* **PROVIDED RECORDS**:
○ ○ ○

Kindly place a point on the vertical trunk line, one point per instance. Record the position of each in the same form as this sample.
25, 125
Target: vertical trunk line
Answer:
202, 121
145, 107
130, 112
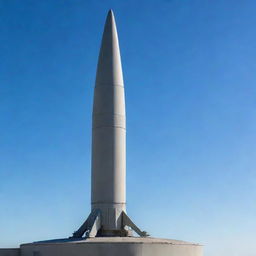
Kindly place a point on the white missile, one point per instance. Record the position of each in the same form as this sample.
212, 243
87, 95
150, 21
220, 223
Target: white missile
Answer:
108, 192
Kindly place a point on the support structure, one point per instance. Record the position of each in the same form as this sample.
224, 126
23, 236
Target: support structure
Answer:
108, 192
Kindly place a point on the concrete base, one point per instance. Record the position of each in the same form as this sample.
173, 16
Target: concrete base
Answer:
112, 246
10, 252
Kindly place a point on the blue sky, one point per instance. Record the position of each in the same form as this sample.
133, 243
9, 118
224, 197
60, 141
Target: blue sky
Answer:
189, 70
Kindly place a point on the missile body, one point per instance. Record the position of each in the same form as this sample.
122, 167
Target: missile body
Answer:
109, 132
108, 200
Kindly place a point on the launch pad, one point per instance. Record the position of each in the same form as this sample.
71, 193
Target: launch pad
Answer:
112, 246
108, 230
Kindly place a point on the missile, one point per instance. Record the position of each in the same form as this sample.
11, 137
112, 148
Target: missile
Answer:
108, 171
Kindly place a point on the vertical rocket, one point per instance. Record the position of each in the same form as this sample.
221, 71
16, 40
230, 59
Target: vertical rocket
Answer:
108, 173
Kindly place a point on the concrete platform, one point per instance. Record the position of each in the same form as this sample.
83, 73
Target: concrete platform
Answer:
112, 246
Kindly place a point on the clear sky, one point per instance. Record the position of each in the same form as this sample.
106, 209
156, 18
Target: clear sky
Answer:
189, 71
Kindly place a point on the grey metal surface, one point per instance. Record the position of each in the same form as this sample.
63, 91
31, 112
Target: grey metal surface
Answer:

○ ○ ○

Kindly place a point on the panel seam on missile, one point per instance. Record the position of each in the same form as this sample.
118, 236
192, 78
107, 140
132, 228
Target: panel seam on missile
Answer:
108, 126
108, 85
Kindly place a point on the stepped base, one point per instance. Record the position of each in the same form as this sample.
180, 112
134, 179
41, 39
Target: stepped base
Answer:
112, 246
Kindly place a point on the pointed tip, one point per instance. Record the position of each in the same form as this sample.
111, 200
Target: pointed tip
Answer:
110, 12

○ ○ ○

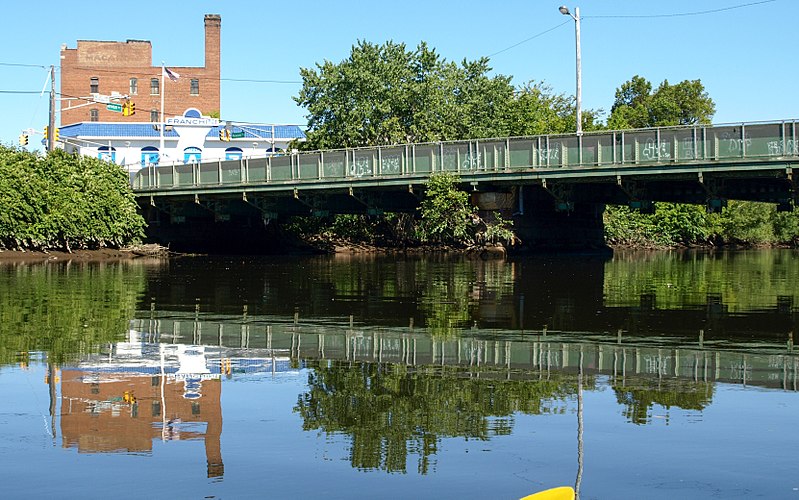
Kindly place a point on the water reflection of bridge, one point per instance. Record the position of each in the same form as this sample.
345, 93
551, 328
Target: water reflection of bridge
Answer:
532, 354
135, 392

○ ○ ○

* **EXERCISE OBJECTIVE**: Transcribe the records above from the line holding "Target: launch pad" down to the line holding "Target: vertical rocket", inclusive, without adding anything.

* **OUTPUT OF THE TASK**:
Target: launch pad
Answer:
112, 246
108, 230
Kindly place a point on the missile, one point per instance. Record the position of each in the same form as this sample.
11, 137
112, 148
Target: missile
Answer:
108, 171
Kindly place a point on the vertical rocket, one point per instance. Record the position of each in the same form as this sample.
221, 71
16, 40
230, 59
Target: vertical rocket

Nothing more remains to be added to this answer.